**What this task involves**
From the first line to the last, print the records exactly, leaving out the pictures.

Records from a collection:

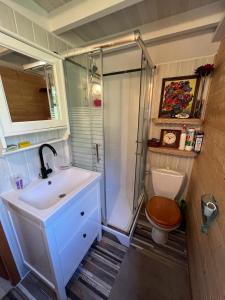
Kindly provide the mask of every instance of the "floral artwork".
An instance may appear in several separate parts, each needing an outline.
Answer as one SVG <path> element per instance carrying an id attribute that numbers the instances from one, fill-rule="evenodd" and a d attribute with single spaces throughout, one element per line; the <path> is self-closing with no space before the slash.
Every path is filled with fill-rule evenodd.
<path id="1" fill-rule="evenodd" d="M 198 76 L 164 78 L 159 117 L 190 118 L 199 86 Z"/>

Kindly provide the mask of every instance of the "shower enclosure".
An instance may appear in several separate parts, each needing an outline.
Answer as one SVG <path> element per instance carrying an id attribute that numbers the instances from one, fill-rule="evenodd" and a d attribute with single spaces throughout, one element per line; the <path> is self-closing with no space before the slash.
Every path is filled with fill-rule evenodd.
<path id="1" fill-rule="evenodd" d="M 105 50 L 140 47 L 139 68 L 104 72 Z M 145 198 L 145 165 L 154 65 L 136 33 L 80 48 L 65 60 L 71 158 L 102 173 L 102 222 L 129 235 Z"/>

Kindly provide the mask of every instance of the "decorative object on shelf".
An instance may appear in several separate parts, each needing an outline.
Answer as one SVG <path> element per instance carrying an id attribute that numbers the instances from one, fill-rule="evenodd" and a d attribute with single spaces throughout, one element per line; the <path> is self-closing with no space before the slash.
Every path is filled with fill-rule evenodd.
<path id="1" fill-rule="evenodd" d="M 180 136 L 179 150 L 184 150 L 185 143 L 186 143 L 186 137 L 187 137 L 187 127 L 186 127 L 186 125 L 183 125 L 182 131 L 181 131 L 181 136 Z"/>
<path id="2" fill-rule="evenodd" d="M 201 231 L 208 233 L 209 227 L 219 214 L 217 202 L 212 194 L 201 197 L 202 222 Z"/>
<path id="3" fill-rule="evenodd" d="M 14 151 L 14 150 L 17 150 L 17 149 L 18 149 L 18 145 L 10 144 L 10 145 L 7 145 L 6 151 Z"/>
<path id="4" fill-rule="evenodd" d="M 160 140 L 156 138 L 152 138 L 151 140 L 148 140 L 148 147 L 159 147 L 160 146 Z"/>
<path id="5" fill-rule="evenodd" d="M 180 143 L 181 130 L 161 129 L 160 146 L 178 148 Z"/>
<path id="6" fill-rule="evenodd" d="M 25 148 L 25 147 L 29 147 L 31 145 L 30 141 L 23 141 L 23 142 L 19 142 L 18 143 L 18 148 Z"/>
<path id="7" fill-rule="evenodd" d="M 185 142 L 186 151 L 191 151 L 193 149 L 194 137 L 195 137 L 195 129 L 189 128 L 187 130 L 187 137 Z"/>
<path id="8" fill-rule="evenodd" d="M 192 117 L 199 81 L 197 75 L 163 78 L 159 117 Z"/>
<path id="9" fill-rule="evenodd" d="M 201 117 L 203 101 L 204 101 L 203 94 L 204 94 L 206 79 L 208 76 L 210 76 L 213 73 L 214 69 L 215 67 L 213 64 L 206 64 L 198 67 L 195 70 L 195 74 L 200 77 L 200 94 L 198 99 L 195 102 L 194 113 L 193 113 L 193 116 L 195 118 Z"/>
<path id="10" fill-rule="evenodd" d="M 101 99 L 95 99 L 95 100 L 94 100 L 94 106 L 95 106 L 95 107 L 100 107 L 100 106 L 102 106 L 102 100 L 101 100 Z"/>
<path id="11" fill-rule="evenodd" d="M 193 150 L 197 153 L 201 152 L 203 138 L 204 138 L 203 131 L 197 131 L 195 133 L 195 141 L 194 141 L 194 149 Z"/>

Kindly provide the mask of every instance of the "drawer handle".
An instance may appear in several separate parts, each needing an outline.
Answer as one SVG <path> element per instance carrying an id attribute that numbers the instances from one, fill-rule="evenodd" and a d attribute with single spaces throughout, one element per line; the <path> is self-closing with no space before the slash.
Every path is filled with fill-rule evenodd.
<path id="1" fill-rule="evenodd" d="M 83 217 L 83 216 L 84 216 L 84 211 L 82 211 L 82 212 L 80 213 L 80 215 Z"/>
<path id="2" fill-rule="evenodd" d="M 86 233 L 84 233 L 84 234 L 83 234 L 83 238 L 85 239 L 85 238 L 86 238 L 86 236 L 87 236 L 87 235 L 86 235 Z"/>

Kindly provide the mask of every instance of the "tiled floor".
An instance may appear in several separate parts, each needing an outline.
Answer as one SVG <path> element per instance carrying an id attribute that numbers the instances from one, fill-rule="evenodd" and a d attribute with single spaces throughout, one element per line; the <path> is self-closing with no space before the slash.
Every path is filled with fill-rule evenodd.
<path id="1" fill-rule="evenodd" d="M 165 245 L 151 238 L 144 211 L 130 248 L 104 233 L 67 285 L 72 300 L 189 300 L 186 236 L 174 231 Z M 54 293 L 34 275 L 27 276 L 4 300 L 50 300 Z"/>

**Solution below**
Kindly provide the mask of every instance of the "floral artwork".
An instance may appear in several separate parts, each needing an outline.
Answer as one SVG <path> element per instance carrying an id attribute that numbers the instances from one, fill-rule="evenodd" and a d attribute with single spaces throughout, one element per line; the <path> is self-closing with no space before the slash.
Every path is filled with fill-rule evenodd.
<path id="1" fill-rule="evenodd" d="M 198 76 L 164 78 L 159 117 L 190 118 L 199 86 Z"/>

Kindly provide the mask of every instance of the "shower enclosure".
An instance may appear in several separate parts, each needing an outline.
Answer as one SVG <path> element per instance carrying an id attribute that numbers the instances from one, fill-rule="evenodd" and a d attribute with single spaces throughout, one element per line; the <path> is self-closing with no space before the slash.
Every path is filled with fill-rule evenodd.
<path id="1" fill-rule="evenodd" d="M 105 50 L 140 47 L 139 68 L 104 72 Z M 145 198 L 145 165 L 154 65 L 136 33 L 80 48 L 65 60 L 71 158 L 102 173 L 102 222 L 129 235 Z"/>

Kindly provide the mask of every instance of the "decorative object on shelf".
An instance may appear in several separate parts, each needing an outline.
Answer as one SVG <path> element per instance carrying an id attribute that numbers the instances from one, fill-rule="evenodd" and a d attribute with single spaces throughout, one element per line; the <path> is self-closing with no space before the slash.
Every path is filled with fill-rule evenodd.
<path id="1" fill-rule="evenodd" d="M 180 136 L 179 150 L 184 150 L 185 143 L 186 143 L 186 137 L 187 137 L 187 127 L 186 127 L 186 125 L 183 125 L 182 131 L 181 131 L 181 136 Z"/>
<path id="2" fill-rule="evenodd" d="M 201 231 L 208 233 L 209 227 L 219 214 L 217 202 L 212 194 L 201 197 L 202 222 Z"/>
<path id="3" fill-rule="evenodd" d="M 14 151 L 14 150 L 17 150 L 17 149 L 18 149 L 18 145 L 10 144 L 10 145 L 7 145 L 6 151 Z"/>
<path id="4" fill-rule="evenodd" d="M 160 140 L 156 138 L 152 138 L 151 140 L 148 140 L 148 147 L 159 147 L 160 146 Z"/>
<path id="5" fill-rule="evenodd" d="M 180 143 L 181 130 L 161 129 L 160 146 L 178 148 Z"/>
<path id="6" fill-rule="evenodd" d="M 25 148 L 25 147 L 29 147 L 31 145 L 30 141 L 23 141 L 23 142 L 19 142 L 18 143 L 18 148 Z"/>
<path id="7" fill-rule="evenodd" d="M 185 142 L 186 151 L 191 151 L 193 149 L 194 137 L 195 137 L 195 129 L 189 128 L 187 130 L 187 137 Z"/>
<path id="8" fill-rule="evenodd" d="M 192 117 L 199 81 L 197 75 L 163 78 L 159 117 Z"/>
<path id="9" fill-rule="evenodd" d="M 201 117 L 203 101 L 204 101 L 203 94 L 204 94 L 206 79 L 208 76 L 210 76 L 213 73 L 214 69 L 215 67 L 213 64 L 206 64 L 198 67 L 195 70 L 195 74 L 200 77 L 200 94 L 198 99 L 195 102 L 194 113 L 193 113 L 193 116 L 195 118 Z"/>
<path id="10" fill-rule="evenodd" d="M 101 99 L 95 99 L 95 100 L 94 100 L 94 106 L 95 106 L 95 107 L 100 107 L 100 106 L 102 106 L 102 100 L 101 100 Z"/>
<path id="11" fill-rule="evenodd" d="M 193 150 L 197 153 L 201 152 L 203 138 L 204 138 L 203 131 L 197 131 L 195 133 L 195 141 L 194 141 L 194 149 Z"/>

Kindly provide the mask of every instance of the "drawer handle".
An instance may appear in several separate parts, each needing an outline.
Answer as one SVG <path> element per instance carrying an id attribute that numbers the instances from one, fill-rule="evenodd" and a d attribute with single spaces throughout, one element per line; the <path> is self-closing with no space before the slash.
Every path is filled with fill-rule evenodd.
<path id="1" fill-rule="evenodd" d="M 83 217 L 83 216 L 84 216 L 84 211 L 82 211 L 82 212 L 80 213 L 80 215 Z"/>
<path id="2" fill-rule="evenodd" d="M 86 233 L 84 233 L 84 234 L 83 234 L 83 238 L 85 239 L 85 238 L 86 238 L 86 236 L 87 236 L 87 235 L 86 235 Z"/>

Kindly provide the mask of every instance of the "tiled floor".
An instance may appear in several separate parts, each needing an outline.
Answer as one SVG <path> element per instance carrying an id attribute that numbers the instances from one, fill-rule="evenodd" and a d attribute with single spaces throughout, one element per line; the <path> is self-closing with no space before the slash.
Every path is filled with fill-rule evenodd.
<path id="1" fill-rule="evenodd" d="M 165 245 L 151 238 L 144 211 L 130 248 L 104 233 L 67 285 L 72 300 L 189 300 L 186 236 L 174 231 Z M 54 293 L 34 275 L 27 276 L 4 300 L 50 300 Z"/>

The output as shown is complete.